With the exception of the pictures, write out the data below precisely.

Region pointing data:

########

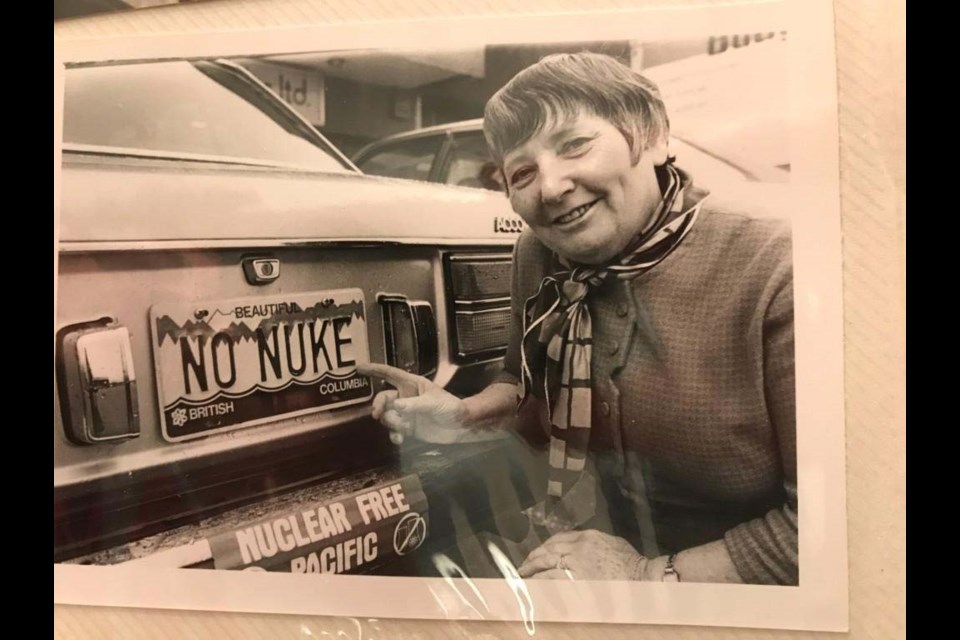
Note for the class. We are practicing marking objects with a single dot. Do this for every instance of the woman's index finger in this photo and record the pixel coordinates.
(393, 375)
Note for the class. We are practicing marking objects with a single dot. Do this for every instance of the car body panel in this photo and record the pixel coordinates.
(140, 228)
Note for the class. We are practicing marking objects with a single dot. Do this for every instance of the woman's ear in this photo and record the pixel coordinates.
(659, 152)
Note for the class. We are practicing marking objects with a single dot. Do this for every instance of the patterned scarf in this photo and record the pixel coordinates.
(557, 333)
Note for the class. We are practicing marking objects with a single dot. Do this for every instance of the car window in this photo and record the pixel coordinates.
(174, 107)
(470, 164)
(411, 159)
(707, 170)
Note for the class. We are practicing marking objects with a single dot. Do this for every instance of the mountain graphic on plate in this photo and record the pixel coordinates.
(167, 327)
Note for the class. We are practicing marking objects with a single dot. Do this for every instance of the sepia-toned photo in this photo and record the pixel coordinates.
(513, 316)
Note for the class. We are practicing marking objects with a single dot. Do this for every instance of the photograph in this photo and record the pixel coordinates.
(510, 315)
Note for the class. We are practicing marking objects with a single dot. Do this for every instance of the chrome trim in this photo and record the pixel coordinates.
(74, 246)
(481, 257)
(472, 303)
(477, 313)
(386, 299)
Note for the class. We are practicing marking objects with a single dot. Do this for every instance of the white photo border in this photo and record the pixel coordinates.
(820, 602)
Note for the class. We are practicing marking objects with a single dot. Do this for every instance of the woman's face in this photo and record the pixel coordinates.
(575, 185)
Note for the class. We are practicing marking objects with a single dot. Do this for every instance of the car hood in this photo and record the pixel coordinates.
(122, 199)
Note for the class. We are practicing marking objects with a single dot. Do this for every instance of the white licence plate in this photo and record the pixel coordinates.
(227, 364)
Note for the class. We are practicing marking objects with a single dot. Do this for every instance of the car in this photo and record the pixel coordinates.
(456, 154)
(221, 270)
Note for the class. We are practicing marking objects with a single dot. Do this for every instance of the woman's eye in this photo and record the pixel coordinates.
(575, 145)
(521, 177)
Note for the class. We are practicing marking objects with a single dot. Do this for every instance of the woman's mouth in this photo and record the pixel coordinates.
(575, 214)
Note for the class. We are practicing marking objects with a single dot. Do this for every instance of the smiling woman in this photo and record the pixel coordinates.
(653, 335)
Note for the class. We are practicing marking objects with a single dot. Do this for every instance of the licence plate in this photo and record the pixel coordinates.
(227, 364)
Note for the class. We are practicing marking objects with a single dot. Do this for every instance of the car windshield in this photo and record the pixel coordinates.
(202, 110)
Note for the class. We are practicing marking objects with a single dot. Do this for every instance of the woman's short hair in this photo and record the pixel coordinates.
(564, 84)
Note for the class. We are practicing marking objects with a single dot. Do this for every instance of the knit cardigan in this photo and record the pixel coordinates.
(694, 414)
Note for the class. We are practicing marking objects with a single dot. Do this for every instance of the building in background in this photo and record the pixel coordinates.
(355, 98)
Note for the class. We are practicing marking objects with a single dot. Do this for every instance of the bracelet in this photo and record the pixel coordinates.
(670, 571)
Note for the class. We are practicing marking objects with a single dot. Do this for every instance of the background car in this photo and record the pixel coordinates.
(457, 154)
(221, 270)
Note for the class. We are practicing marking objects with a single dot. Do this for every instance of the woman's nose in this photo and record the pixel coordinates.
(555, 181)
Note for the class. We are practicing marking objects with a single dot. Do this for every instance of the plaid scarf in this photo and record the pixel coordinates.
(557, 333)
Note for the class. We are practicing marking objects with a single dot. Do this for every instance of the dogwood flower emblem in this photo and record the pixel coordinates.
(179, 417)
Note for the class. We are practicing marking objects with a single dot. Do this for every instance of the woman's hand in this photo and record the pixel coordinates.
(584, 555)
(417, 407)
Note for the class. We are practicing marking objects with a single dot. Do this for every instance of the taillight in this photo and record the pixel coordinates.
(410, 334)
(98, 386)
(479, 290)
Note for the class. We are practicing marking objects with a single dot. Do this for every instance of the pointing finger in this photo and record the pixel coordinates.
(393, 375)
(381, 401)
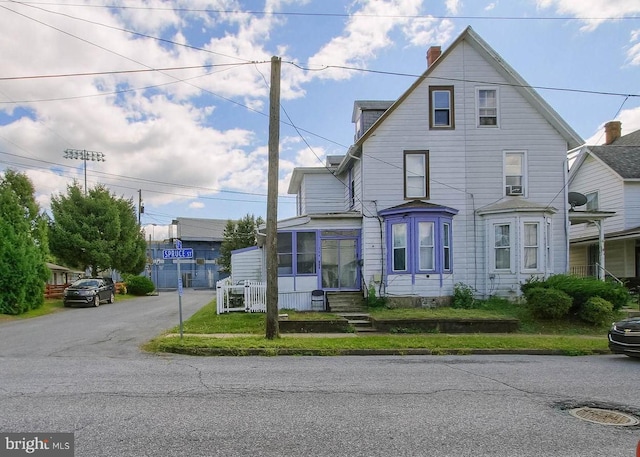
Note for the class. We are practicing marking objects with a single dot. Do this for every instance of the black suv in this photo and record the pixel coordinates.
(90, 291)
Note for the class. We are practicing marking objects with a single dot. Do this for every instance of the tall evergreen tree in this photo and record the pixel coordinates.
(97, 231)
(23, 271)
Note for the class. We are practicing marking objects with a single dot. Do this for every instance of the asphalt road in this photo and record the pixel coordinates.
(81, 371)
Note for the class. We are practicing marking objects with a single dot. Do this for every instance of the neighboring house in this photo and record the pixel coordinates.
(62, 275)
(460, 180)
(205, 237)
(609, 177)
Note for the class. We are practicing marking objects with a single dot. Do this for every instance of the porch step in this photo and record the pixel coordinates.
(346, 302)
(359, 321)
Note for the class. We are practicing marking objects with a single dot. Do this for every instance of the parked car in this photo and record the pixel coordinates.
(90, 291)
(624, 337)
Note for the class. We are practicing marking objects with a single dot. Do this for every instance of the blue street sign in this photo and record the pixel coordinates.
(177, 253)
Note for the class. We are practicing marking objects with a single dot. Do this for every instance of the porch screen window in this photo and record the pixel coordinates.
(502, 247)
(487, 107)
(399, 240)
(285, 253)
(416, 164)
(426, 238)
(531, 246)
(306, 253)
(441, 107)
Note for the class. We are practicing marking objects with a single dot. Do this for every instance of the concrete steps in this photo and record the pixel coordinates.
(360, 321)
(346, 302)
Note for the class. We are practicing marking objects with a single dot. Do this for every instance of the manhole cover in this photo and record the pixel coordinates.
(604, 416)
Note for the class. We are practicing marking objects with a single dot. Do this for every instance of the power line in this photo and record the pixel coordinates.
(331, 15)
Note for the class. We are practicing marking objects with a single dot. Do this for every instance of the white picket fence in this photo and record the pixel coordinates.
(251, 296)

########

PROBLEM SOLUTION
Note for the class. We are practicing marking objects with a single dot. Do this for every instance of the woman's index finger in this photo and record the pixel coordinates.
(393, 375)
Note for the class. We are practicing marking objects with a single dot. Do this for every instance of the car body panel in this photo and record the pixel coordinates.
(140, 228)
Note for the class. We are practicing marking objects with a single dot. Do this for every instance of the woman's ear in this photo and record the pixel coordinates.
(659, 152)
Note for the class. We are practicing marking objects with a single dot. Do this for every instance of the patterned scarf in this photo and record the pixel coordinates.
(557, 333)
Note for the class. We are practicing marking objects with a single dot. Do this for every instance of the car window in this photo and record the pixel coordinates.
(174, 107)
(470, 164)
(411, 159)
(707, 170)
Note for the class. We are practicing marking objects with a single dot. Do this for every instance of the mountain graphic on plate in this photo and record the pixel coordinates.
(167, 327)
Note for the class. We are practicing marking objects with a single dot. Do this for every instance of the sepia-toned photo in this photo and record the pixel coordinates.
(513, 316)
Note for the class. We are practicing marking objects with a single dot. Do this for every instance of the photograph in this photo and record the pixel coordinates.
(510, 315)
Note for the class. We are practicing marking objects with a single dot. Do this for every instance of the chrome trim in this photo and record the pixel coordinates.
(74, 246)
(481, 257)
(472, 303)
(477, 313)
(386, 299)
Note for the class. We are practicing marking objects with a single dot. Do this for every instance of the white photo border in this photo and record the pixel coordinates.
(820, 602)
Note for the class. We are practicing marking objects with a single dot. Do this for every instance of the woman's face in this photo and record the pixel coordinates.
(575, 185)
Note for the class. We are practicing marking objects with a single dot. Do this for every instance of the car hood in this photo and record the pixel coordinates.
(122, 199)
Note for the class. We are practicing marking objects with a single dot. Do this for every instance of the white licence plate in this photo and record the pixel coordinates.
(227, 364)
Note for the class. We are practicing marking objects with a single dot. Do this for every instance of the car in this photo and record the pixel coordinates.
(456, 154)
(221, 270)
Note for the class. We are practicing marking objects with a single dot. Do this for every instance of the woman's eye in this photo and record the pixel coordinates.
(575, 145)
(521, 177)
Note for the class. We are practicing marking objects with a single dot. Do this for every instance of the woman's mouth in this photo and record the pixel coordinates.
(575, 214)
Note for the class. We are practicing marking objects with a single dot. Do this for every instance of the smiling woman in this photo and record the pixel coordinates.
(653, 335)
Note for the class. We are practicing marking objects with a single dot. Do this for every instance of the licence plate in this photo and record the pixel coordinates.
(227, 364)
Note for the class. We are practicing marking objects with a single dot. Do this for every instance of the car windshield in this photo and record the pixel coordinates.
(202, 110)
Note for the class. We are practicing marking objects with a single dot. Do this for every instance of the woman's short hair in this photo and record the pixel coordinates.
(564, 84)
Note for the class. We are practicing marking objects with a single dot. Do this for every instance of the knit cardigan in this photo and record the pixel coordinates.
(694, 414)
Note for the class. We are practicing marking objects with a single dot. Do this for every instance of the building in background in this photo and record the pixel coordinates.
(355, 98)
Note for the class. We are practicing marking objects with a single dot. Do this for every instance of the bracelet in this photo and record the pixel coordinates.
(670, 571)
Note for the class. We are practicing marking objects with a single dot. Do this for every instance of the background car in this photo and record the pixel coordinates.
(457, 154)
(221, 270)
Note for the class. We are practicing marking objects with a single dot. Do this for every instance of the woman's nose in this photo and record the pixel coordinates.
(555, 181)
Note for the class. We are practicing marking objects with a single dot. Do this for every instance of the plaid scarf in this photo and record the pixel coordinates.
(557, 333)
Note for the class. We are practicing marking objects with a single dot. Do this for every instance of the dogwood flower emblem in this photo and record the pixel coordinates.
(179, 417)
Note for the class. We are practicing marking objects with a single dot. Do this for every instance of the woman's hand in this photo and record the pixel coordinates.
(584, 555)
(417, 407)
Note for the class. We are practicing marking objects with a single dot. Do this for every instance of the taillight in this photo and record the pixel coordinates.
(410, 334)
(98, 386)
(479, 290)
Note for the class. We are practicing marking objects with a single dot. Do this for every instance of the pointing finger in this photo and record the pixel coordinates.
(393, 375)
(381, 401)
Note for the class. We are practicing marking objects with a single dot. Do this for every instance of the black suv in this photo and record the pixel coordinates.
(90, 291)
Note for the class. We are practicing marking objects with a single dot. Do this for every instance of the tall evergreen tree in this photo and record the pixel coordinates.
(97, 231)
(23, 271)
Note for the class. We are practicing marking objects with a single dot. Do this for every instance of the asphalt road in this photo and record the pixel coordinates.
(81, 371)
Note for the class. We are practicing marking objects with a single dot. Do this for every instance of the neighboring house in this photo and record the pixel coordinates.
(62, 275)
(460, 180)
(205, 237)
(609, 177)
Note for the class. We are practicing marking objects with a single dot. Do this for every instance of the porch step in this photo and record the pixel coordinates.
(346, 302)
(359, 321)
Note for the class. We are practicing marking objects with a single dot. Do this for every instance of the parked car in this photo and record the pixel coordinates.
(90, 291)
(624, 337)
Note for the class. We are practicing marking objects with a single dot. Do this for every instance of the blue street sign in this photo and record the pixel coordinates.
(177, 253)
Note for the class. We are practicing marking objects with a single dot. Do this for every instance of the porch screen window in this photo and record the pixel coordinates.
(502, 247)
(487, 107)
(399, 240)
(285, 253)
(416, 164)
(426, 238)
(531, 246)
(306, 253)
(441, 107)
Note for the class. We are practicing marking objects with a single dot. Do this for every instance of the concrete steps in this photo and record the pixel coordinates.
(360, 321)
(346, 302)
Note for the class. We are practicing marking objects with a single dot. Do this for every instance of the manhole cover in this photo and record the pixel coordinates.
(604, 416)
Note for the class. We are practicing marking objects with a single dot. Do this for every instance of the power line in this photo and record the pixel coordinates.
(331, 15)
Note for the class. We are practicing marking objects with a single dot. Do this for every instance of the white picket fence in this photo and record the pixel coordinates.
(251, 296)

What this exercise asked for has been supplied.